(Records excerpted from a collection)
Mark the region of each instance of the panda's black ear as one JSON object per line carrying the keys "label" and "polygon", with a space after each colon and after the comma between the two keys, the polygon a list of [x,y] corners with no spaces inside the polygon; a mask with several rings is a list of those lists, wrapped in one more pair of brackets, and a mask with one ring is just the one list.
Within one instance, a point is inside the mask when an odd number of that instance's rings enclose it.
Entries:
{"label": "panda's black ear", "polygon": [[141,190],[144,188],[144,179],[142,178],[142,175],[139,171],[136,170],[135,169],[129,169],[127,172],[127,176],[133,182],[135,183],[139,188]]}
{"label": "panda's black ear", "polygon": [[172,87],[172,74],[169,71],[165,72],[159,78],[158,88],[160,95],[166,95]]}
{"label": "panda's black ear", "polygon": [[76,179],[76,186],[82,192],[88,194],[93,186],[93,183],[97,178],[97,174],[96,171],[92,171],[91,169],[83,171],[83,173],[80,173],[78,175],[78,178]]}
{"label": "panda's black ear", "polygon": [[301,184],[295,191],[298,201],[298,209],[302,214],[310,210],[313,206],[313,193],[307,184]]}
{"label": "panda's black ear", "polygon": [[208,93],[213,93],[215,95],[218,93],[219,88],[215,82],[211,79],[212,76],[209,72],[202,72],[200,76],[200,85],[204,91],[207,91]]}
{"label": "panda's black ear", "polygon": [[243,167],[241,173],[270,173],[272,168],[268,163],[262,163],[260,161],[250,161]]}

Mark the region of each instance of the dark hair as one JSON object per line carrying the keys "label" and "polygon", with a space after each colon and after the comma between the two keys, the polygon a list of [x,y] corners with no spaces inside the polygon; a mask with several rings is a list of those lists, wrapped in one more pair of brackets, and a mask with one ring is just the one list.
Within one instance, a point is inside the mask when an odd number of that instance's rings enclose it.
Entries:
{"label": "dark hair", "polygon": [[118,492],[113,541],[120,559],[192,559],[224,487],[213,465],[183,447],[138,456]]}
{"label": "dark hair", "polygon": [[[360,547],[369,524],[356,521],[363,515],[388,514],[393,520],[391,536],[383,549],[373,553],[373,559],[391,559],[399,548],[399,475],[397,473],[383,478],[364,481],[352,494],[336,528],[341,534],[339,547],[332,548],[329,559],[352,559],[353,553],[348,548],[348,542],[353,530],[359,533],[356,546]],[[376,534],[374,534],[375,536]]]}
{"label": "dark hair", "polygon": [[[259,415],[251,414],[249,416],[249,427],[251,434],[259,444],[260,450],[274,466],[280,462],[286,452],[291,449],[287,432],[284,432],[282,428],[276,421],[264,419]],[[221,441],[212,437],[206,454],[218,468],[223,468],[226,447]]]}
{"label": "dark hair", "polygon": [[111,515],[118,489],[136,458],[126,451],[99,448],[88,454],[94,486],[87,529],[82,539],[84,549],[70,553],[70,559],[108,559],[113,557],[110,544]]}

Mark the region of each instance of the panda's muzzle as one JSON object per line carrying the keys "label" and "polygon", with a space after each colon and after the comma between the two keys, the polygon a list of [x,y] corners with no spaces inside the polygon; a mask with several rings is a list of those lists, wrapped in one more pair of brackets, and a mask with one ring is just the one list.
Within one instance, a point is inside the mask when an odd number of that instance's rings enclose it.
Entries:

CHALLENGE: Reproduce every row above word for word, changing nothing.

RESPONSE TO THE TASK:
Mark the region of each instance of the panda's black ear as one JSON object per line carrying the keys "label" and "polygon", with a space after each colon and after the comma between the two keys, the polygon a list of [x,y] corners with no spaces inside the polygon; a mask with several rings is a list of those lists, wrapped in one more pair of brackets, and a mask with one ring is just the one list.
Within one instance, a point is inside the mask when an odd number of that instance's rings enclose it.
Entries:
{"label": "panda's black ear", "polygon": [[141,190],[144,188],[144,179],[142,178],[142,175],[139,171],[136,170],[135,169],[129,169],[127,172],[127,176],[133,182],[135,183],[139,188]]}
{"label": "panda's black ear", "polygon": [[172,87],[172,74],[169,71],[165,72],[159,78],[158,88],[160,95],[166,95]]}
{"label": "panda's black ear", "polygon": [[76,179],[76,186],[82,192],[88,194],[93,186],[93,183],[97,178],[97,174],[96,171],[92,171],[91,169],[83,171],[83,173],[80,173],[78,175],[78,178]]}
{"label": "panda's black ear", "polygon": [[301,184],[295,191],[298,201],[298,209],[302,214],[310,210],[313,206],[313,193],[307,184]]}
{"label": "panda's black ear", "polygon": [[208,93],[213,93],[215,95],[218,93],[219,88],[215,82],[211,79],[212,76],[209,72],[202,72],[200,76],[200,85],[204,91],[207,91]]}
{"label": "panda's black ear", "polygon": [[243,167],[241,173],[270,173],[272,168],[268,163],[262,163],[260,161],[250,161]]}

Mark the region of each instance of the dark hair as one JSON object per line carrying the keys "label" and "polygon", with a space after each colon and after the comma between the two keys, the polygon a list of [x,y] corners with no spaces inside the polygon; a mask with several rings is a list of those lists, wrapped in one more pair of brackets, and a mask with one ring is just the one list.
Within one instance, a point is inside the mask when an odd number of that instance's rings enclose it.
Entries:
{"label": "dark hair", "polygon": [[118,492],[113,541],[120,559],[192,559],[224,487],[213,465],[183,447],[138,456]]}
{"label": "dark hair", "polygon": [[[360,547],[369,524],[356,521],[363,515],[388,514],[393,520],[391,536],[383,549],[373,553],[373,559],[391,559],[399,548],[399,475],[397,473],[383,478],[364,481],[352,494],[336,528],[341,534],[339,547],[332,548],[329,559],[352,559],[353,553],[348,548],[348,542],[353,530],[359,533],[356,546]],[[376,534],[374,534],[375,536]]]}
{"label": "dark hair", "polygon": [[[259,415],[251,414],[249,416],[249,427],[251,434],[259,444],[260,450],[274,466],[280,462],[286,452],[291,449],[287,432],[284,432],[282,428],[276,421],[264,419]],[[221,441],[212,437],[206,454],[218,468],[223,468],[226,447]]]}
{"label": "dark hair", "polygon": [[111,515],[118,489],[136,458],[126,451],[99,448],[88,454],[94,486],[87,529],[82,539],[84,549],[70,553],[70,559],[108,559],[113,557],[110,544]]}

Mark the region of each instance of the panda's muzzle as one JSON object per line carrying the keys "label" and "polygon", with a space after each colon and after the comma between the two keys, the polygon a list of [x,y] corners with no spaces inside the polygon; a mask with several rings is a list of those lists, wrapped in one more pair of brackets, and a mask with one ring is just the one list.
Within one instance, a point is inside the mask when an odd number of that instance's rings enclose it.
Entries:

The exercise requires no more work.